Prompt |
Switch "instance" to "occurrence" throughout the items below, and write them out again with everything else left unchanged.

Point labeling items |
>>>>>
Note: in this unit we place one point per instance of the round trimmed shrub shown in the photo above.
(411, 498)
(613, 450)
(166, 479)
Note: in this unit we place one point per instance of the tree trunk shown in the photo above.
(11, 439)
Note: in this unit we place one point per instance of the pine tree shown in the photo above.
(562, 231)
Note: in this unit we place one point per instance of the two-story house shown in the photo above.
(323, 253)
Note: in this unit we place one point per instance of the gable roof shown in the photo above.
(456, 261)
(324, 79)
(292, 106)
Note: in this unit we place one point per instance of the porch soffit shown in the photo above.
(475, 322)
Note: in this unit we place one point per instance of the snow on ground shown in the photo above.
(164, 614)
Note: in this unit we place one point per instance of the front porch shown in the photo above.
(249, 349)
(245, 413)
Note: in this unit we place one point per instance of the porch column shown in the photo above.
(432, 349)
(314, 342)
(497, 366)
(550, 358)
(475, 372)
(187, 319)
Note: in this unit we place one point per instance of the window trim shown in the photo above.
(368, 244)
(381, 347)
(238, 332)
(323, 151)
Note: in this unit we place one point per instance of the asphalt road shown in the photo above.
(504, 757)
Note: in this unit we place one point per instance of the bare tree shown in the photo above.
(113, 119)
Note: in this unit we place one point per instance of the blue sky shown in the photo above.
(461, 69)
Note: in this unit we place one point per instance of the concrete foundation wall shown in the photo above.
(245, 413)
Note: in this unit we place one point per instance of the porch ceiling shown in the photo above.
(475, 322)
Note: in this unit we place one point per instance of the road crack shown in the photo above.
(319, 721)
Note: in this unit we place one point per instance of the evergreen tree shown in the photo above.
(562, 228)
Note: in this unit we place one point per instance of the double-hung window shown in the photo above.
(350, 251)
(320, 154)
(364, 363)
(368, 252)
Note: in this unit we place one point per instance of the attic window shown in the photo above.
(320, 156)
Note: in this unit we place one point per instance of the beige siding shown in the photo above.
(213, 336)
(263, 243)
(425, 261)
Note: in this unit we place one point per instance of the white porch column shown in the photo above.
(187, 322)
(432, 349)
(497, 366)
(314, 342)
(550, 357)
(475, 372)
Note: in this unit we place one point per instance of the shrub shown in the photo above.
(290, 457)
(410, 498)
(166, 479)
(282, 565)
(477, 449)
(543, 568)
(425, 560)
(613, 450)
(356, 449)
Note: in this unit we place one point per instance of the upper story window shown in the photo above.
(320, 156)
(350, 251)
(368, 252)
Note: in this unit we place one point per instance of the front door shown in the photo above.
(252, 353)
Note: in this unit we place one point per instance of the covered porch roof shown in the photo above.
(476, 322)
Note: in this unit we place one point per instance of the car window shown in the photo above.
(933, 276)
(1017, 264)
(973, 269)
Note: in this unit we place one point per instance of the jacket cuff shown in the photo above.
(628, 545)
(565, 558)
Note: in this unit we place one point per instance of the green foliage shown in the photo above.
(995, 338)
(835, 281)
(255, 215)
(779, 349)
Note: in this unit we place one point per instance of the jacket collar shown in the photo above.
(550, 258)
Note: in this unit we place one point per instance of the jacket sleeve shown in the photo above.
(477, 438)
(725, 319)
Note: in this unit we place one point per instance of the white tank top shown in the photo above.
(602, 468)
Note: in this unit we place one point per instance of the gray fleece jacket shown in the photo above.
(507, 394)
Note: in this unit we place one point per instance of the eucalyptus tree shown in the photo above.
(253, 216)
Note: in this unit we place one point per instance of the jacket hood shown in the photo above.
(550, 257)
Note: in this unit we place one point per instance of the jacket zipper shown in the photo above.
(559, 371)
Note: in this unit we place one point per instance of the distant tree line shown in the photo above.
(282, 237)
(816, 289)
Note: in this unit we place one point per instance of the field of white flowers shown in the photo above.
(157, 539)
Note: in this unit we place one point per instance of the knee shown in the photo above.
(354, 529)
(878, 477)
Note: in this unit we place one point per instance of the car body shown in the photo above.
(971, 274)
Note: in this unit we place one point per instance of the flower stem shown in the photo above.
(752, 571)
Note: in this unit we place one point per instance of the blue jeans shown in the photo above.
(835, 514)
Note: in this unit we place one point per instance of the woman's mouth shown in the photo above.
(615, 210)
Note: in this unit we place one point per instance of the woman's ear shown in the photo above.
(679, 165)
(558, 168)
<<<<<
Reply |
Note: in this unit we place one point per occurrence of the round trimmed shrub shown in the photo above.
(411, 498)
(613, 450)
(166, 479)
Note: in this unit we place one point per occurrence of the tree trunk shown in the photo above.
(11, 439)
Note: in this unit we place one point per occurrence of the pine tree shown in the photo above.
(562, 231)
Note: in this unit we place one point per occurrence of the two-story house shown in the photo above.
(323, 253)
Note: in this unit we place one point per occurrence of the gable roof shown in the photo above.
(456, 261)
(324, 79)
(292, 106)
Note: in this unit we place one point per occurrence of the porch soffit shown in the photo above.
(475, 322)
Note: in this unit we place one point per occurrence of the snow on ground shown in the photo above.
(164, 614)
Note: in this unit we place one point per occurrence of the front porch shown in the photo above.
(249, 349)
(245, 413)
Note: in this unit we place one point per occurrence of the porch column shown in the photo above.
(432, 349)
(314, 342)
(497, 366)
(550, 358)
(475, 372)
(187, 319)
Note: in this unit we place one point per occurrence of the window trim shown in the photo above.
(368, 244)
(381, 347)
(238, 332)
(323, 151)
Note: in this unit we place one point per occurrence of the asphalt road shown in the photo above.
(504, 757)
Note: in this unit we place one point per occurrence of the bare tree shown in the photo above.
(113, 119)
Note: in this unit we place one point per occurrence of the blue sky shown in the photo above.
(461, 69)
Note: in this unit we place one point per occurrence of the concrete foundation wall shown in the photo above.
(245, 413)
Note: in this unit we place one point per occurrence of the porch ceiling shown in the photo above.
(475, 322)
Note: in this unit we place one point per occurrence of the road crack shown in the photo above.
(319, 721)
Note: in this unit we place one point per occurrence of the evergreen tree shown in the photo above.
(562, 228)
Note: in this unit we place one point per occurrence of the double-hung window shown in the photo above.
(350, 251)
(320, 154)
(364, 363)
(368, 252)
Note: in this unit we place one point per occurrence of the attic window shown in the photo above.
(320, 156)
Note: in this unit we place one point per occurrence of the beige siding shown in the photo above.
(213, 336)
(263, 243)
(425, 261)
Note: in this unit we place one point per occurrence of the white porch column shown in the photo above.
(187, 322)
(432, 349)
(497, 366)
(314, 342)
(550, 357)
(475, 372)
Note: in this unit we place one point per occurrence of the shrub shown in the photo above.
(290, 457)
(410, 498)
(166, 479)
(282, 565)
(477, 449)
(543, 568)
(425, 560)
(613, 450)
(356, 449)
Note: in this unit we place one point per occurrence of the upper story window shown in the photo above.
(320, 156)
(350, 251)
(368, 252)
Note: in this unit we place one point per occurrence of the front door shown in the photo above.
(252, 353)
Note: in this unit we place one point per occurrence of the covered porch roof shown in the photo above.
(476, 322)
Note: in this unit we place one point per occurrence of the car window shown in the photo above.
(933, 276)
(1017, 264)
(973, 269)
Note: in this unit we place one point per occurrence of the jacket cuff shown in the photo above.
(628, 545)
(565, 558)
Note: in this unit we place one point per occurrence of the green foliage shown in the photo above.
(995, 338)
(835, 281)
(255, 215)
(779, 349)
Note: in this unit we place one point per occurrence of the jacket collar shown in the photo above.
(550, 258)
Note: in this unit we place one point per occurrence of the jacket sleeve shown in the photo above.
(477, 438)
(725, 319)
Note: in this unit we place one point per occurrence of the white tank top shown in the photo above.
(602, 468)
Note: in this unit we place one point per occurrence of the gray fleece jacket shown in the photo above.
(507, 394)
Note: in this unit we place one point per occurrence of the eucalyptus tree shown in the photo above.
(253, 216)
Note: in this unit we place one point per occurrence of the jacket hood shown in the photo above.
(550, 257)
Note: in this unit we place one point per occurrence of the jacket zipper shown in the photo above.
(559, 371)
Note: in this unit we place one point per occurrence of the distant tree line shown in the photo above.
(282, 237)
(816, 289)
Note: in this unit we place one point per occurrence of the field of white flowers shown in the photo above.
(157, 539)
Note: in this unit we place one point per occurrence of the knee shown in the photo above.
(354, 529)
(878, 477)
Note: in this unit we place one point per occurrence of the car body shown in the photo above.
(971, 274)
Note: in this unit we place one point per occurrence of the flower stem shown in the photo above.
(752, 571)
Note: in this unit we place one point per occurrence of the blue jeans shown in the photo above.
(835, 514)
Note: in this unit we place one point per occurrence of the woman's mouth shown in the photo above.
(615, 210)
Note: in this unit we place one point per occurrence of the woman's ear shown in the photo above.
(679, 165)
(558, 168)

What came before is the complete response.